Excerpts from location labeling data
::::
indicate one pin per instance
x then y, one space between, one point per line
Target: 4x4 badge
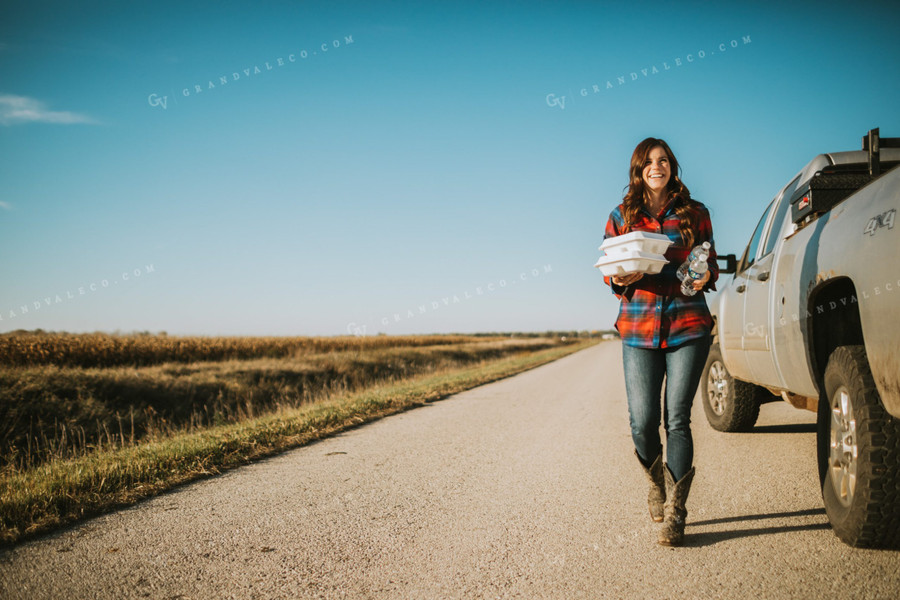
883 220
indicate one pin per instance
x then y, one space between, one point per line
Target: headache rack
834 183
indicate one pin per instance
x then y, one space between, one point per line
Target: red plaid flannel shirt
653 313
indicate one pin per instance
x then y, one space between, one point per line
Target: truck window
750 253
783 202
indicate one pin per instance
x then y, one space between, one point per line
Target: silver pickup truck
811 316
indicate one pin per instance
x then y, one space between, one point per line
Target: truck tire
730 404
859 454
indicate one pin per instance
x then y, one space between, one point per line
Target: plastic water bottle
697 252
696 270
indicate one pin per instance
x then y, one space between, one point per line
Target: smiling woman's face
656 171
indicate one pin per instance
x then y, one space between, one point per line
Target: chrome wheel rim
843 452
717 388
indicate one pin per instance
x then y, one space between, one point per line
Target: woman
665 334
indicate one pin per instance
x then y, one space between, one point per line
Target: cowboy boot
672 532
657 496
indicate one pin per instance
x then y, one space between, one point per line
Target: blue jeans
645 369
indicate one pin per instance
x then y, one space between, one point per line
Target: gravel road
525 487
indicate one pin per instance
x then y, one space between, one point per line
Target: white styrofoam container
636 241
624 263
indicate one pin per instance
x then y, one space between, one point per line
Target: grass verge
64 491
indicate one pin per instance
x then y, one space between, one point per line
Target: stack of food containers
635 252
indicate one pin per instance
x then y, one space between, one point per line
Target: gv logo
155 100
552 101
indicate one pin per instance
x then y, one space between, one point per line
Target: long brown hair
685 207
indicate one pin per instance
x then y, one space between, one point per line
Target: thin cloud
21 109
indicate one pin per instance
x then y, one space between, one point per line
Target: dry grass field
91 422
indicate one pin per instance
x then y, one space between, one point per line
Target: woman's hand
626 279
699 283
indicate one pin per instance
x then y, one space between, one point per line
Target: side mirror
730 263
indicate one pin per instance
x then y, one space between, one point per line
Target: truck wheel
730 404
859 454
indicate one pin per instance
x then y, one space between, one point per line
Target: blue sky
393 167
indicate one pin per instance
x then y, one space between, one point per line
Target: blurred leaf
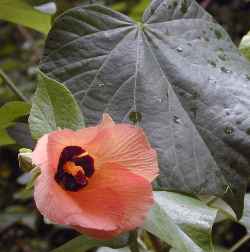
245 220
8 114
20 132
183 222
245 46
83 243
180 70
216 249
53 107
21 12
107 249
224 210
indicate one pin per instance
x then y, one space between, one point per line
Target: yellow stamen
71 168
83 154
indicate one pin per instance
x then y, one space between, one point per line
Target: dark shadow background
22 229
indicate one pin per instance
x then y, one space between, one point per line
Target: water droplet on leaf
135 116
212 63
228 130
225 70
177 120
179 49
218 34
184 6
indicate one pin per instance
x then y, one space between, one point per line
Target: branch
240 243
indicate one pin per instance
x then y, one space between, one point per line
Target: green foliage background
21 228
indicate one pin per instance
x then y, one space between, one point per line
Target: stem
12 86
133 244
243 240
206 3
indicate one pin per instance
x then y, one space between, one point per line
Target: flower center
74 168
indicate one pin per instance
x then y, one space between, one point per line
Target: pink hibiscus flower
96 180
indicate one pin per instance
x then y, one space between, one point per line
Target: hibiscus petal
115 201
127 145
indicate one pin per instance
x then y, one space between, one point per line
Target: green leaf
83 243
183 222
245 46
21 12
180 70
245 220
53 107
8 114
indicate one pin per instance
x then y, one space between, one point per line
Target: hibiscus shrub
140 130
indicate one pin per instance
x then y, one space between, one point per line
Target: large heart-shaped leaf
179 71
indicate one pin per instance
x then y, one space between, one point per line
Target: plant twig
133 243
243 240
12 86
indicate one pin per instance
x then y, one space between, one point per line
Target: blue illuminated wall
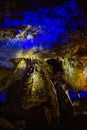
55 23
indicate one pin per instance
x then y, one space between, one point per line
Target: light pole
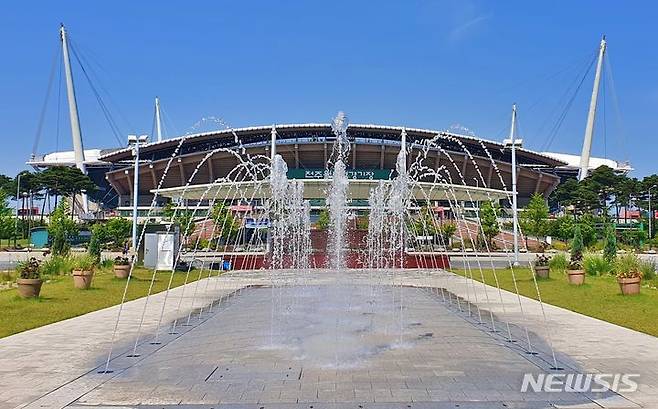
135 141
18 194
512 142
650 215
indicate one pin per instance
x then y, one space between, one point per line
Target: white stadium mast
158 125
589 130
76 133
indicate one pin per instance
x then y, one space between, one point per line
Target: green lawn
599 297
59 300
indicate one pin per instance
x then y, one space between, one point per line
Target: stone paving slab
331 344
581 343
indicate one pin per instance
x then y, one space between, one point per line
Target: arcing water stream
403 230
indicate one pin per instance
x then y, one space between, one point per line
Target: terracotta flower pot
82 279
542 271
576 277
29 287
629 286
121 271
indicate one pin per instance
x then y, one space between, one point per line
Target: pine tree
610 249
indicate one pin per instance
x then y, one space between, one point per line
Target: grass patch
599 297
59 300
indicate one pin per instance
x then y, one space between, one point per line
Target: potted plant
541 265
629 274
121 267
83 271
575 271
29 278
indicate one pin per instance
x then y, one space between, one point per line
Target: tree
576 259
98 238
6 220
60 229
447 230
323 220
8 185
117 230
489 221
610 248
534 219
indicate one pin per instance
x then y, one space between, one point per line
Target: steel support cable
59 106
89 63
605 121
44 106
565 112
615 102
563 99
113 126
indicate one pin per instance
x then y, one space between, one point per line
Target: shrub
633 237
576 260
610 248
29 269
121 261
542 260
627 266
56 265
648 269
85 262
559 245
596 265
559 263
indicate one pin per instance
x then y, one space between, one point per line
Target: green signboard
361 174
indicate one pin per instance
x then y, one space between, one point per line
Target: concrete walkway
56 365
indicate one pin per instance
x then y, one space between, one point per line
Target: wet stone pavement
336 345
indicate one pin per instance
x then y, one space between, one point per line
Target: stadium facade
307 148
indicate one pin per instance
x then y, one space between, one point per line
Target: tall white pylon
589 129
273 143
158 125
76 133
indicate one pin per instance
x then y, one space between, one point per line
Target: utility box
159 248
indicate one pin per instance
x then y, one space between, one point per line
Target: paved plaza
359 339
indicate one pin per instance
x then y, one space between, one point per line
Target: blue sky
427 64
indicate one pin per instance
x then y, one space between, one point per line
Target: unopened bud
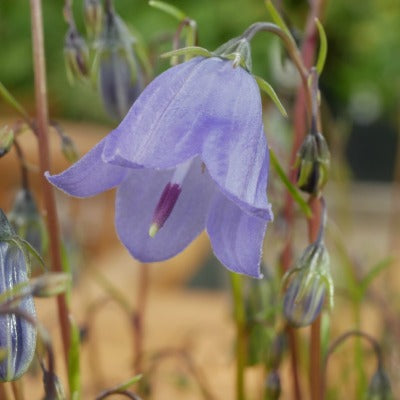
93 14
17 335
26 220
379 387
50 284
276 351
273 386
76 54
310 280
6 140
313 159
68 148
121 77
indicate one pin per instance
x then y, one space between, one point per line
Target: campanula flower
17 335
190 154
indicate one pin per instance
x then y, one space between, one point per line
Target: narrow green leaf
12 101
169 9
323 47
268 89
191 50
73 362
277 18
374 272
290 187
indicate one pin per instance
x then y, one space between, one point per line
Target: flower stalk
42 128
240 321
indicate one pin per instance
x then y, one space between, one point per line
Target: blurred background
188 308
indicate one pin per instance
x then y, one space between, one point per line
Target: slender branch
239 312
299 121
44 158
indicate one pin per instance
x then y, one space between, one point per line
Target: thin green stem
239 315
42 128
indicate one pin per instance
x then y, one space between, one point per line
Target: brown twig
138 317
44 159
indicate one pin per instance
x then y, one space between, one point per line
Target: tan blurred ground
177 318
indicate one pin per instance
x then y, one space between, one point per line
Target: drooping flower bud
272 386
6 140
17 335
26 220
93 14
121 78
276 351
76 54
310 281
379 387
68 148
313 159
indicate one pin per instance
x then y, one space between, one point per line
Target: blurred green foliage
361 79
363 44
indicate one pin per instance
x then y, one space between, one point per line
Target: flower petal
238 160
90 175
180 109
137 198
236 236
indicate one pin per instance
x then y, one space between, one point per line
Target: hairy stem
239 315
42 126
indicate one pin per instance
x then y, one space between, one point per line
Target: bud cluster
309 282
313 159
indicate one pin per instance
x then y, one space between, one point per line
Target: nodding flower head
309 282
190 154
121 78
17 335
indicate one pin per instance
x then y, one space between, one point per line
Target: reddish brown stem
44 162
138 317
308 51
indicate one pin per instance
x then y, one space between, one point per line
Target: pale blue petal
181 109
236 237
137 198
90 175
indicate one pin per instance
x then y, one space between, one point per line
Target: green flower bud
379 387
121 78
6 140
26 220
17 335
313 159
93 15
272 386
76 54
310 279
68 149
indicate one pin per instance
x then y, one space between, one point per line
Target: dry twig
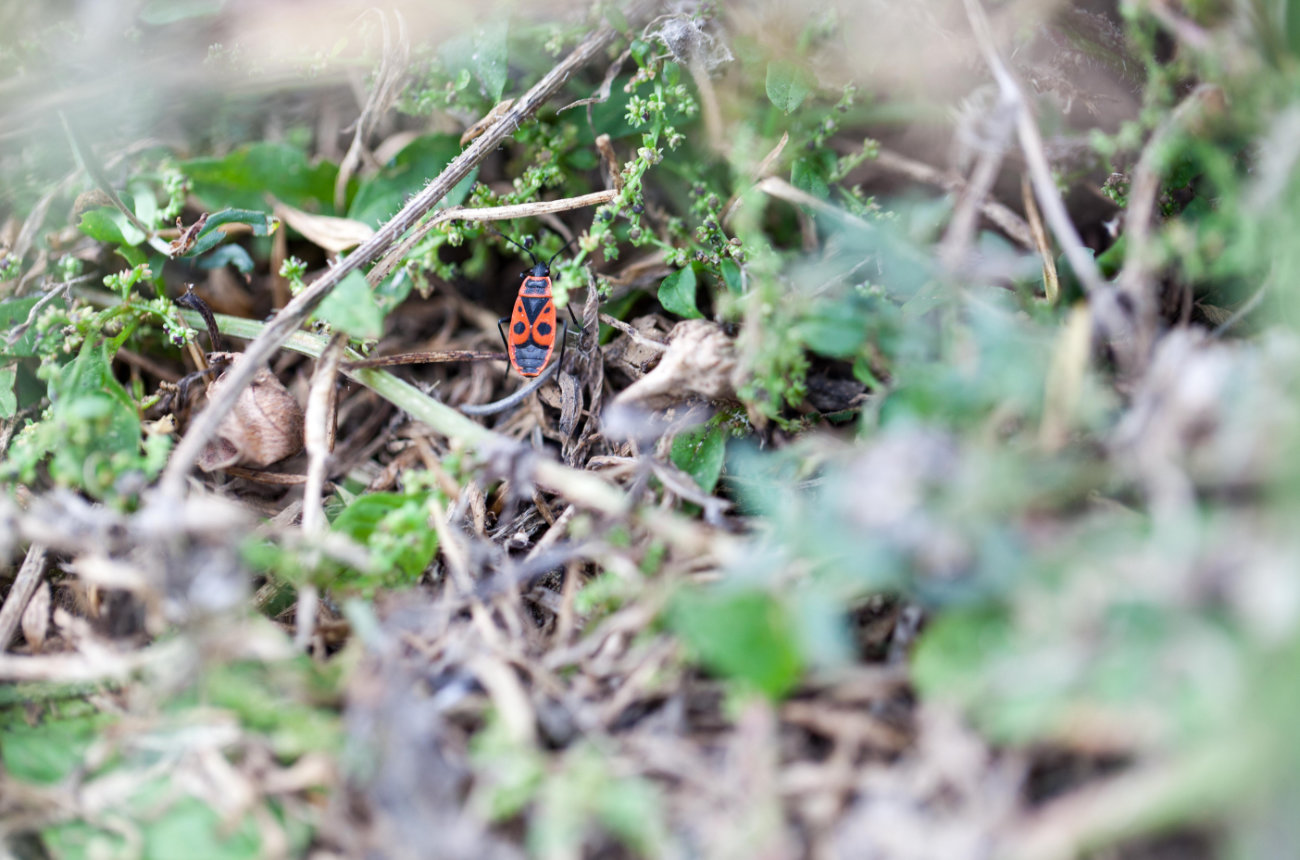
24 586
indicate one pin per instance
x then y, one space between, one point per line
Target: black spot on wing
533 307
531 357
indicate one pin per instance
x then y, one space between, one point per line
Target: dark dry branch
390 261
297 311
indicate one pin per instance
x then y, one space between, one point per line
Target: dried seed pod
264 426
700 363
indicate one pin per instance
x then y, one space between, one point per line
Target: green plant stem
575 485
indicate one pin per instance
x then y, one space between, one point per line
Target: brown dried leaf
265 425
700 363
325 231
35 617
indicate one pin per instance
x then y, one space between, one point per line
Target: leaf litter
867 559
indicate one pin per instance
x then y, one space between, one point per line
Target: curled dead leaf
264 426
187 237
330 233
700 363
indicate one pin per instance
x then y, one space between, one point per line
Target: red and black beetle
531 338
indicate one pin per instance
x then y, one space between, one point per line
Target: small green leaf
243 178
832 333
395 528
732 277
742 634
228 255
351 308
8 398
51 750
490 57
701 454
787 85
109 225
677 294
810 173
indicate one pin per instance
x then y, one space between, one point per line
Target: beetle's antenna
524 248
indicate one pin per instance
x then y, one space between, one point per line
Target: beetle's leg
563 341
501 330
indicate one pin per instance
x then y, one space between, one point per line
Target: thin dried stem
1001 216
1051 281
320 408
24 586
390 261
289 320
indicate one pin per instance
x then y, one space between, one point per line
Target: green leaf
382 196
50 750
243 178
677 294
490 57
263 225
787 85
109 225
810 173
351 308
395 528
832 330
228 255
8 398
732 277
741 634
701 454
91 434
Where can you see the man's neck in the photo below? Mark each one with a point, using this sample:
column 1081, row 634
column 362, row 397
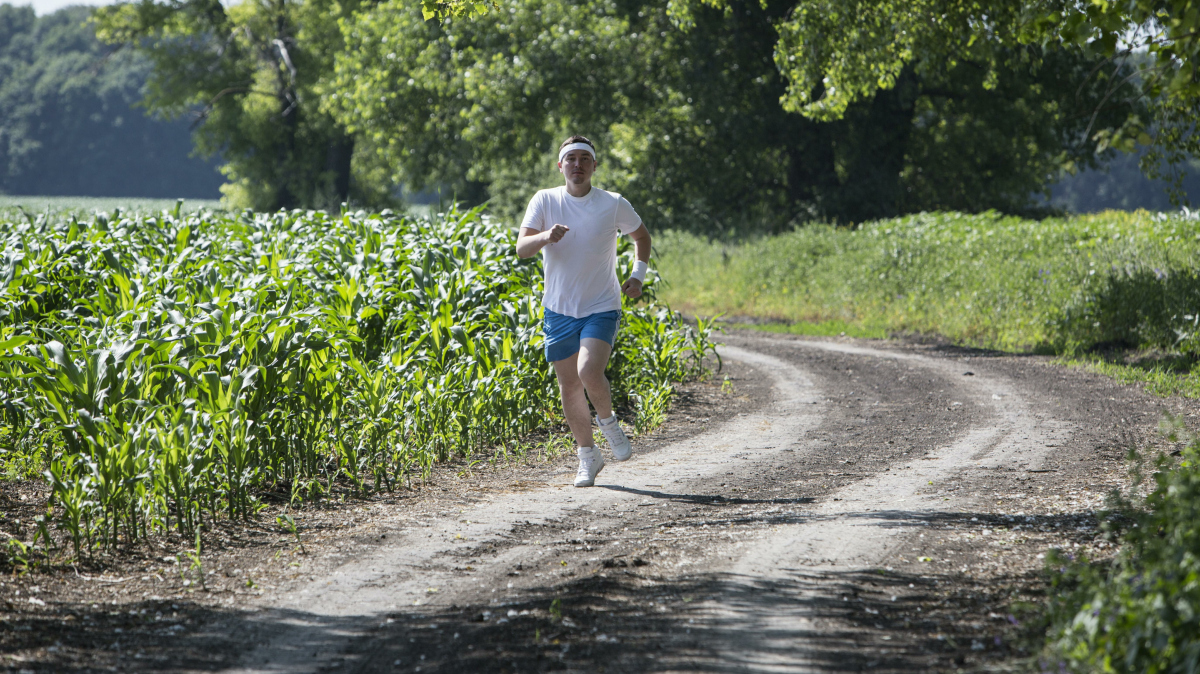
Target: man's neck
column 580, row 190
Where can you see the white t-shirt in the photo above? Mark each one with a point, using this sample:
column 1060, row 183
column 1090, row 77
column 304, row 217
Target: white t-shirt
column 581, row 270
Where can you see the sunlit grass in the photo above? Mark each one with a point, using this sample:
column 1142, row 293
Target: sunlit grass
column 1170, row 375
column 11, row 205
column 1060, row 286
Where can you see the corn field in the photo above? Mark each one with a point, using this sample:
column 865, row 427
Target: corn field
column 168, row 369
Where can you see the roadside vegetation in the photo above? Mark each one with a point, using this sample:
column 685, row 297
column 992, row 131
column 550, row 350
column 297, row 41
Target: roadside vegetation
column 165, row 371
column 1116, row 293
column 1116, row 290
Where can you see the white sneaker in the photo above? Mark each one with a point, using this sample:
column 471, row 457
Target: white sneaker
column 591, row 463
column 617, row 439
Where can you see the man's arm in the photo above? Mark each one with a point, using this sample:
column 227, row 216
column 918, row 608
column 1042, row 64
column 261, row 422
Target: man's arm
column 641, row 236
column 529, row 240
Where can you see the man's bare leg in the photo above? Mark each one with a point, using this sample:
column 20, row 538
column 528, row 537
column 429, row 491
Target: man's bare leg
column 575, row 403
column 593, row 359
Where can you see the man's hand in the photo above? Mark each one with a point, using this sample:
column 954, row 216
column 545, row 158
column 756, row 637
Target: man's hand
column 556, row 233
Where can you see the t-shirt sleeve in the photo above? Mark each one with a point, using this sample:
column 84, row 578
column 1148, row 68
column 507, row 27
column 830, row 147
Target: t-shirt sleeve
column 628, row 220
column 535, row 212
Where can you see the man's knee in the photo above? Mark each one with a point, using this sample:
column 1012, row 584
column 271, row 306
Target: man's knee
column 592, row 373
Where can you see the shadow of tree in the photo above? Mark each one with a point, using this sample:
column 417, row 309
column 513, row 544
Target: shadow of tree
column 613, row 619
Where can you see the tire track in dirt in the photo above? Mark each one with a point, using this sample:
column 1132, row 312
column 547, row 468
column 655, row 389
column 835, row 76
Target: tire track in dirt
column 342, row 620
column 303, row 632
column 859, row 524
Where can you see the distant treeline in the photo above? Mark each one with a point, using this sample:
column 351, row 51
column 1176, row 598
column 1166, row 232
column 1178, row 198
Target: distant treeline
column 689, row 124
column 69, row 125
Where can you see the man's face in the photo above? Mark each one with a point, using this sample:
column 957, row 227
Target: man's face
column 577, row 167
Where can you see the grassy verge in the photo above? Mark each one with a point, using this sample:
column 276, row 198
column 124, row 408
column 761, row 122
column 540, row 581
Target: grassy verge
column 1138, row 612
column 1170, row 374
column 11, row 205
column 1115, row 293
column 1068, row 286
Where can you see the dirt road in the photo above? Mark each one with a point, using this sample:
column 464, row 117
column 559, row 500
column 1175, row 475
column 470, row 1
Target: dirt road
column 862, row 506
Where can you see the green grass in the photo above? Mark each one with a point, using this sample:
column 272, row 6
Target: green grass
column 11, row 205
column 1165, row 375
column 1115, row 293
column 1060, row 286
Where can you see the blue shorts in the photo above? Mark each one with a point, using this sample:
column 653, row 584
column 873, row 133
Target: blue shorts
column 563, row 332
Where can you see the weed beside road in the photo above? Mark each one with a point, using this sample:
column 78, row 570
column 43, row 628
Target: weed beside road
column 1063, row 286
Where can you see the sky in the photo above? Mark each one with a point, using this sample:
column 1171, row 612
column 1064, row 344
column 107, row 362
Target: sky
column 47, row 6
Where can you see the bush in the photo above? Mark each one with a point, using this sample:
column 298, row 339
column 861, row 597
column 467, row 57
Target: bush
column 1141, row 612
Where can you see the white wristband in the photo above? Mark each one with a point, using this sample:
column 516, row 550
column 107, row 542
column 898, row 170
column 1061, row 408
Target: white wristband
column 640, row 269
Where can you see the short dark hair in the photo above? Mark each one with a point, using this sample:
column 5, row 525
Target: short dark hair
column 576, row 138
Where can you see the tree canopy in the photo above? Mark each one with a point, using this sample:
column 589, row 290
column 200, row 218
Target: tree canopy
column 714, row 115
column 690, row 121
column 834, row 53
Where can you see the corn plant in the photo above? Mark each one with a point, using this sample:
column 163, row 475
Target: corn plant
column 167, row 369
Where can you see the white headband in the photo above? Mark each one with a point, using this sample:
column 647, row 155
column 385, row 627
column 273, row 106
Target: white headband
column 576, row 146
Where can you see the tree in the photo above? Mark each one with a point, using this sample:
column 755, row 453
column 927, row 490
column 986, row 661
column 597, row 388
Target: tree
column 252, row 74
column 690, row 122
column 835, row 53
column 67, row 122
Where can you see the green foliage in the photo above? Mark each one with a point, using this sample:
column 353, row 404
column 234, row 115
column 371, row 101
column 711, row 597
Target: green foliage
column 1066, row 284
column 689, row 124
column 253, row 74
column 169, row 368
column 67, row 125
column 1140, row 612
column 835, row 53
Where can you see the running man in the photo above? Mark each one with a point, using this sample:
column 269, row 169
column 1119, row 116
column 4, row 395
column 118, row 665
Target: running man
column 576, row 227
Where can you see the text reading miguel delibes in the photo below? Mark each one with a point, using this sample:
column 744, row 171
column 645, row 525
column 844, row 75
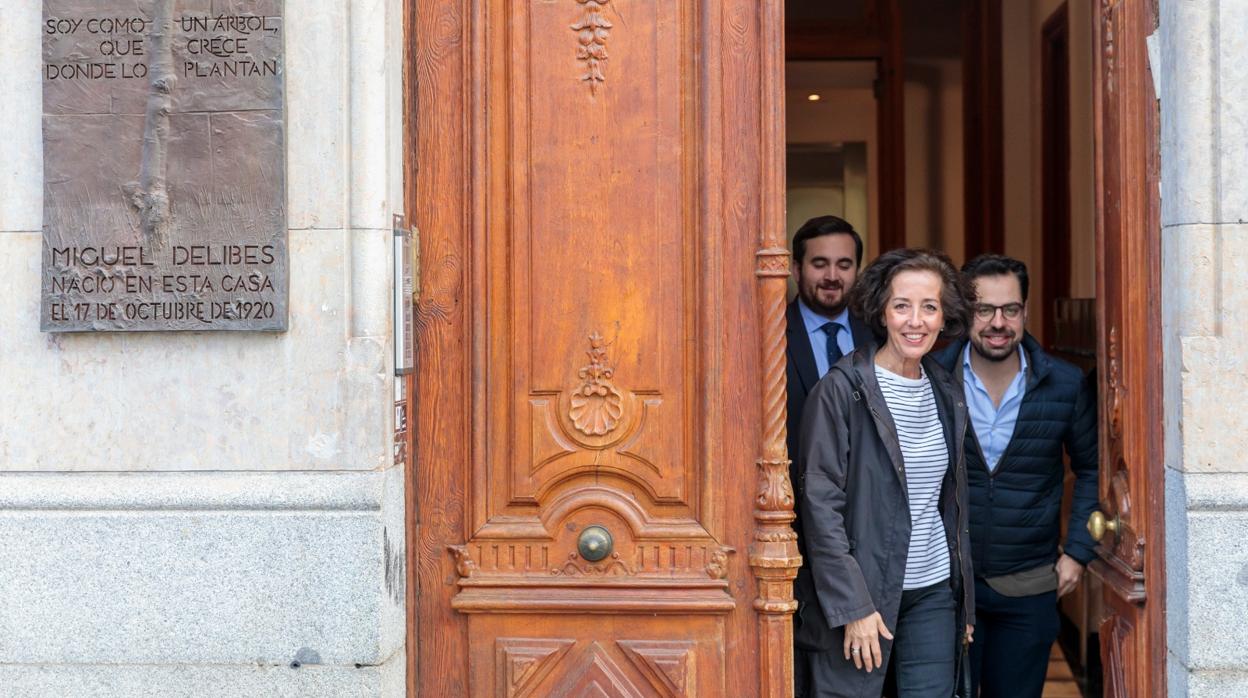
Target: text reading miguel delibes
column 245, row 271
column 121, row 45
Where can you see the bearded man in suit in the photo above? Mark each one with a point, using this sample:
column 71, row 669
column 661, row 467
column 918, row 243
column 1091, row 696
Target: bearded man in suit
column 826, row 255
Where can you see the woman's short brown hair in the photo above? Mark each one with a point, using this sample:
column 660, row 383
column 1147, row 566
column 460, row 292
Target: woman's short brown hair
column 870, row 295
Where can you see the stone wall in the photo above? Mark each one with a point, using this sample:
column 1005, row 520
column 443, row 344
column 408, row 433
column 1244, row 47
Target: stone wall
column 214, row 513
column 1203, row 88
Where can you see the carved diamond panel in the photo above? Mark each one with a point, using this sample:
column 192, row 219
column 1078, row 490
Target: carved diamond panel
column 668, row 666
column 522, row 663
column 597, row 674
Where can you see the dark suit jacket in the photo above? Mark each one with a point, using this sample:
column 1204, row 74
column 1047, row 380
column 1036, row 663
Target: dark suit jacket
column 801, row 373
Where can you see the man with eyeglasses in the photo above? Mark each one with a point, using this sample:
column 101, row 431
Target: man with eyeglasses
column 1026, row 407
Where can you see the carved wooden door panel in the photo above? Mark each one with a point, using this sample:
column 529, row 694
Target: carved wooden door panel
column 1131, row 558
column 602, row 500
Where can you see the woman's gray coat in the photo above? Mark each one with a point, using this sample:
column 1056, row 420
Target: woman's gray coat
column 855, row 517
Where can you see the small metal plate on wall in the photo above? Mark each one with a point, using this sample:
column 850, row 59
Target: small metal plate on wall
column 594, row 543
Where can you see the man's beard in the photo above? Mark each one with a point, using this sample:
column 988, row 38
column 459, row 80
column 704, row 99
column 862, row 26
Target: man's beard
column 826, row 310
column 995, row 353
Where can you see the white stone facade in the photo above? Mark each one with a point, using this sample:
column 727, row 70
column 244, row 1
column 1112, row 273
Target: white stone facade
column 1203, row 88
column 215, row 513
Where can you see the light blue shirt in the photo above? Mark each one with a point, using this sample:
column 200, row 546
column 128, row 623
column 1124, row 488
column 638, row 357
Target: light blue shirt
column 819, row 339
column 994, row 426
::::
> [WRITTEN PROBLEM] Could you copy out, word for word, the lines of the items above, starting with the line that contains "Where can you see the tire" and going on through the line that contains "column 47, row 6", with both of those lines included?

> [SOLUTION]
Where can you see the tire track in dirt in the photo above? Mark each one with a point, using this sample:
column 1132, row 312
column 547, row 468
column 655, row 389
column 835, row 76
Target: tire track in dirt
column 342, row 620
column 303, row 632
column 859, row 524
Where can you see the distant treeline in the photo above? Mark each one with a point, using this sample:
column 351, row 51
column 1176, row 598
column 1166, row 232
column 1178, row 198
Target: distant treeline
column 689, row 124
column 69, row 125
Where can you see the man's face in the photo above? Mark each one with a point, using this sample:
column 957, row 227
Target: man's face
column 577, row 167
Where can you see the grassy verge in the photo above? Mark each one with a point, using this sample:
column 276, row 198
column 124, row 408
column 761, row 122
column 540, row 581
Target: grassy verge
column 1138, row 612
column 1170, row 374
column 11, row 205
column 1115, row 293
column 1068, row 286
Where can you see the dirt road in the photo above? Mark each one with a point, using this sample:
column 464, row 117
column 559, row 500
column 1175, row 475
column 470, row 1
Target: dirt road
column 862, row 506
Where can you see the green grass in the photo above? Mark each one with a point, using this sample:
column 272, row 6
Target: green grass
column 11, row 205
column 1165, row 375
column 1115, row 293
column 1060, row 286
Where can you see the blue shorts in the photo above? Mark each one with a point, using this sample:
column 653, row 584
column 873, row 133
Target: blue shorts
column 563, row 332
Where can you see the weed beside road in the photo above? Mark each one with a point, using this sample:
column 78, row 570
column 43, row 628
Target: weed beside road
column 1063, row 286
Where can you see the sky in the photo above? Mark each one with a point, using this sample:
column 1171, row 612
column 1064, row 344
column 107, row 362
Target: sky
column 47, row 6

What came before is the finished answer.